● **Document text**
I had attended a camping retreat for church, in which we took a trip "Up North" as a congregation. We slept in rustic cabins, and soaked in some God. After the first day, we all settled as the sun was going down. While the children were playing and the adults were visiting, I decided to go off into a clearing to practice my whip cracking. As I was cracking away, there was a middle aged man happily swinging on the swing set a couple of yards from me. He said, "It sounds like fire crackers over there. Are you lighting firecrackers?" I stopped what I was doing and realized the person talking to me was named Brent, whom has been completely blind since birth. I walked over to him and we got to talking about what I was doing and why and how. I explained that sometimes when I am really having trouble making my cracks work out, I close my eyes and practice. Brent's face lit up and he said, "Close your eyes? I'm an expert at doing stuff with my eyes closed!!! Can I try?"
So, of course I grabbed him by the arm and led him off into a clear place where I could explain how to crack a whip. I figured the underhand flick would probably be the safest and easiest to teach. First, I let him feel the whip. Then I told him approximately what length he was dealing with and what does what. I placed the heel knot in his hand and told him to relax. I held his hand and went through the motions of a flick, explaining that it was much like throwing a bowling ball. Luckily, he understood how to throw a bowling ball, so he could associate that action with what we were doing.

● **Task instructions**
**a.** Summarize the whip-cracking story in two sentences.
**b.** From the whip-cracking story, extract the passage starting with "So, of course" and going on through "we were doing.".

Records from a data collection

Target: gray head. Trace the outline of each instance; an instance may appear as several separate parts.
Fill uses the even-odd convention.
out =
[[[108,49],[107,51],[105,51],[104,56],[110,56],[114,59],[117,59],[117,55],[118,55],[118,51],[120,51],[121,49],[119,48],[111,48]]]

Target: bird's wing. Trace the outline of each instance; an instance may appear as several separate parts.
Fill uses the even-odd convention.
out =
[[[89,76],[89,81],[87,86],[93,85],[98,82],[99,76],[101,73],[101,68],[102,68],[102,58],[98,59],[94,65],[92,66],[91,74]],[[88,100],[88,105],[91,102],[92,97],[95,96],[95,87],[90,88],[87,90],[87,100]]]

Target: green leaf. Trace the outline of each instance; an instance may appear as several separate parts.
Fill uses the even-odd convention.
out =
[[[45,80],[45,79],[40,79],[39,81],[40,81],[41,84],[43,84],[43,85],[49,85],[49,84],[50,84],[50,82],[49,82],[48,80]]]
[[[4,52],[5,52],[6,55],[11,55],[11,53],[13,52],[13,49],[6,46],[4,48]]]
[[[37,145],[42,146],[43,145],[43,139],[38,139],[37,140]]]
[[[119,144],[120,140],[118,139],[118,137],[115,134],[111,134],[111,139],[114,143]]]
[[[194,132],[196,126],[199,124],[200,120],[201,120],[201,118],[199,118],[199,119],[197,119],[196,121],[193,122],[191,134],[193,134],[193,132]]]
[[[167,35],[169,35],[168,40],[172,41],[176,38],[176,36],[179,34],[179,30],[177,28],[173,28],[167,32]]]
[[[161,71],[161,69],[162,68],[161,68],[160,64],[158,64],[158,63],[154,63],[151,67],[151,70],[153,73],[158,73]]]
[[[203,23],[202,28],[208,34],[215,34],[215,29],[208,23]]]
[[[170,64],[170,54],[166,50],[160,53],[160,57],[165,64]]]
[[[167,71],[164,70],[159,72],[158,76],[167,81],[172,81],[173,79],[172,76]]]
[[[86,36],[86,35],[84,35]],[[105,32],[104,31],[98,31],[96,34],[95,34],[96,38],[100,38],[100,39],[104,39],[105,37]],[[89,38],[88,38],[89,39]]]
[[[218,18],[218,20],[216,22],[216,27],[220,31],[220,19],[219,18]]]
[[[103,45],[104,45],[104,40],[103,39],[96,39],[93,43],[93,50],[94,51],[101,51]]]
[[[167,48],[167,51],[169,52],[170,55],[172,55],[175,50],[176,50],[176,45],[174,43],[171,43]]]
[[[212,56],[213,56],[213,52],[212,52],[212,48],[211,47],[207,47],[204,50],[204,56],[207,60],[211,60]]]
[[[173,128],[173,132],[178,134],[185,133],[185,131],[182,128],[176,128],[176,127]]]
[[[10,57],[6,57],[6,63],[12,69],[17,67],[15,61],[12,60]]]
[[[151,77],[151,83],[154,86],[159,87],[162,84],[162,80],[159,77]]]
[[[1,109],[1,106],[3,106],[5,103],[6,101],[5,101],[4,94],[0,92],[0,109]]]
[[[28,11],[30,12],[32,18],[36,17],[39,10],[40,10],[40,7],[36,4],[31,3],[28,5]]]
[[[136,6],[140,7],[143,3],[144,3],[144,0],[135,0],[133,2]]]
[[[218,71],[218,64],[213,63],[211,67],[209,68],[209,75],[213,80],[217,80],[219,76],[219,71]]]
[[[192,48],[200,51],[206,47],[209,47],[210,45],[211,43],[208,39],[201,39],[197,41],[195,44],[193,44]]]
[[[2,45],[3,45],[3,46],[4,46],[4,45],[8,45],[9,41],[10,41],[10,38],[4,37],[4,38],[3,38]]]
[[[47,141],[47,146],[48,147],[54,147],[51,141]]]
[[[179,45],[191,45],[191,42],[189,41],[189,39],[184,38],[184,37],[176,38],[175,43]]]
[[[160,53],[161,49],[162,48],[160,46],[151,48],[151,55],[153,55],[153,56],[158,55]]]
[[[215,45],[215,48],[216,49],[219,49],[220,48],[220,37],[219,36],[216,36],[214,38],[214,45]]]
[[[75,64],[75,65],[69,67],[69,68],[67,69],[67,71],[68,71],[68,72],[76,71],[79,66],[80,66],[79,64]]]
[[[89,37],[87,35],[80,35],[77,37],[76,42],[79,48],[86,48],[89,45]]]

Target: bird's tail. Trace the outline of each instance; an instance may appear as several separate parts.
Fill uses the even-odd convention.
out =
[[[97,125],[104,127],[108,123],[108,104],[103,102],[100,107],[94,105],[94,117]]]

● **Results of the tasks**
**a.** During a church camping retreat Up North, the narrator went into a clearing to practice whip cracking and was asked about firecrackers by Brent, a man who has been completely blind since birth. After hearing that the narrator sometimes practices with eyes closed, Brent asked to try, so the narrator led him to a clear place and taught him the underhand flick by letting him feel the whip and guiding his hand through a motion much like throwing a bowling ball.

**b.**
So, of course I grabbed him by the arm and led him off into a clear place where I could explain how to crack a whip. I figured the underhand flick would probably be the safest and easiest to teach. First, I let him feel the whip. Then I told him approximately what length he was dealing with and what does what. I placed the heel knot in his hand and told him to relax. I held his hand and went through the motions of a flick, explaining that it was much like throwing a bowling ball. Luckily, he understood how to throw a bowling ball, so he could associate that action with what we were doing.